Text to read.
┌──

Encyclopedia of Modern American Extremists and Extremist Groups
- Cover of the first edition
- Author: Stephen E. Atkins
- Language: English
- Subject: Extremism
- Publisher: Greenwood Press
- Publication date: 2002
- Publication place: United States
- Media type: Print
- Pages: 375
- ISBN: 0-313-31502-7
- OCLC: 48588289
- Dewey Decimal: 320.53
- LC Class: HN90.R3 A75 2002

= Encyclopedia of Modern American Extremists and Extremist Groups =

2002 book by Stephen E. Atkins

Encyclopedia of Modern American Extremists and Extremist Groups is a reference work on extremism written by Stephen E. Atkins. It was published by Greenwood Press in 2002. Atkins was then an academic librarian and the associate university librarian of Texas A&M University. It covers American domestic extremists from 1950 to 2001, though most of the book's contents are focused on the post-1980 era. Atkins defines extremism as those who deviate substantially from "normal economic, political, religious, or social standards" in their activism.

The encyclopedia contains 275 entries on extremist people, extremist groups, and broad topics related to extremism. Those profiled are from a variety of political ideologies, including left- and right-wing extremists, but also more specific causes like environmentalism. Foreign terrorism targeting the United States, such as the September 11 attacks, is excluded. The book received positive reviews, with praise for its writing and the information provided. Several reviewers also complimented its scope as unique in its focus on extremism broadly rather than a specific variety and as filling a gap in the literature.

└──

Given instruction A. Decide whether each statement below agrees with the article about the encyclopedia, answering yes or no and quoting the deciding words of the article. (i) The book covers American domestic extremists from 1950 to 2001. (ii) The book includes foreign terrorism aimed at the United States, such as the September 11 attacks. (iii) The encyclopedia has 300 entries.
Given instruction B. Return the portion of the article about the encyclopedia between "2002 book by" and "in their activism.", inclusive.

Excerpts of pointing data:
┌──

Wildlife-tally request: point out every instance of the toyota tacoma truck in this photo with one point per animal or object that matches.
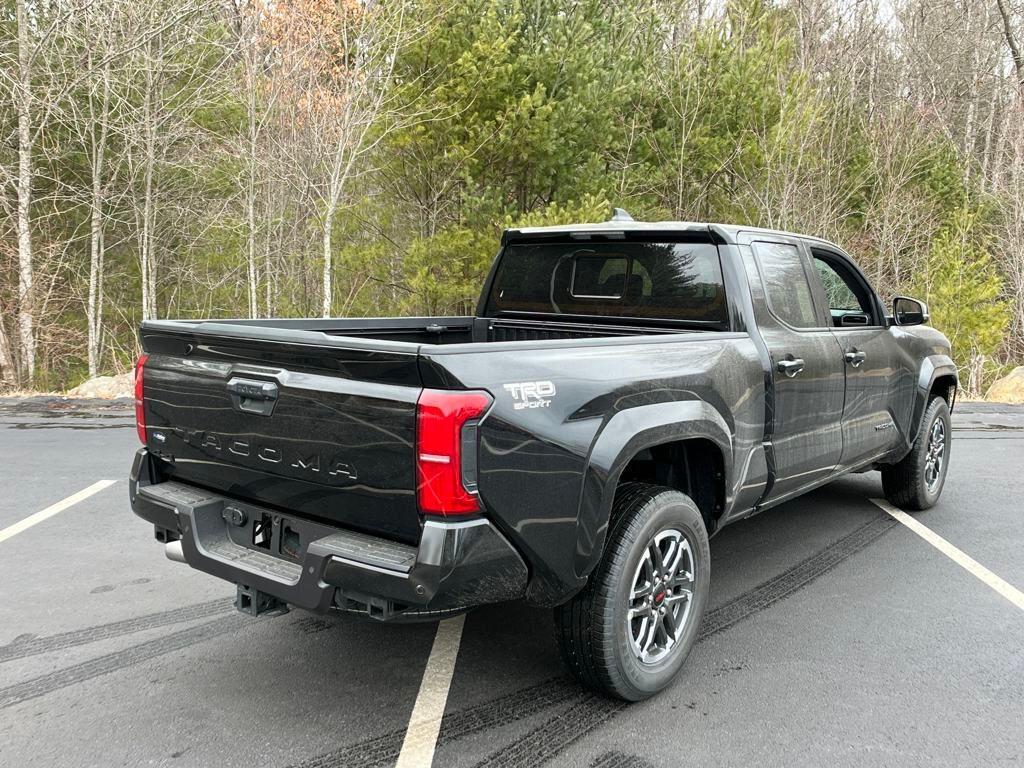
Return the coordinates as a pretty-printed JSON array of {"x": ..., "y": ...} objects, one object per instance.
[{"x": 623, "y": 391}]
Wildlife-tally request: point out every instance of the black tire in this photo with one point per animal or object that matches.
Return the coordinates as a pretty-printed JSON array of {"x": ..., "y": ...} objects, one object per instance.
[
  {"x": 593, "y": 631},
  {"x": 906, "y": 482}
]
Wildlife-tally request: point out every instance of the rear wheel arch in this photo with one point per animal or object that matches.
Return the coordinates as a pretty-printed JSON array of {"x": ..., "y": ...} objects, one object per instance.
[
  {"x": 694, "y": 466},
  {"x": 681, "y": 439},
  {"x": 937, "y": 378}
]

└──

Expected output A.
(i) Yes: "It covers American domestic extremists from 1950 to 2001"
(ii) No: "Foreign terrorism targeting the United States, such as the September 11 attacks, is excluded."
(iii) No: "The encyclopedia contains 275 entries"

Expected output B.
2002 book by Stephen E. Atkins

Encyclopedia of Modern American Extremists and Extremist Groups is a reference work on extremism written by Stephen E. Atkins. It was published by Greenwood Press in 2002. Atkins was then an academic librarian and the associate university librarian of Texas A&M University. It covers American domestic extremists from 1950 to 2001, though most of the book's contents are focused on the post-1980 era. Atkins defines extremism as those who deviate substantially from "normal economic, political, religious, or social standards" in their activism.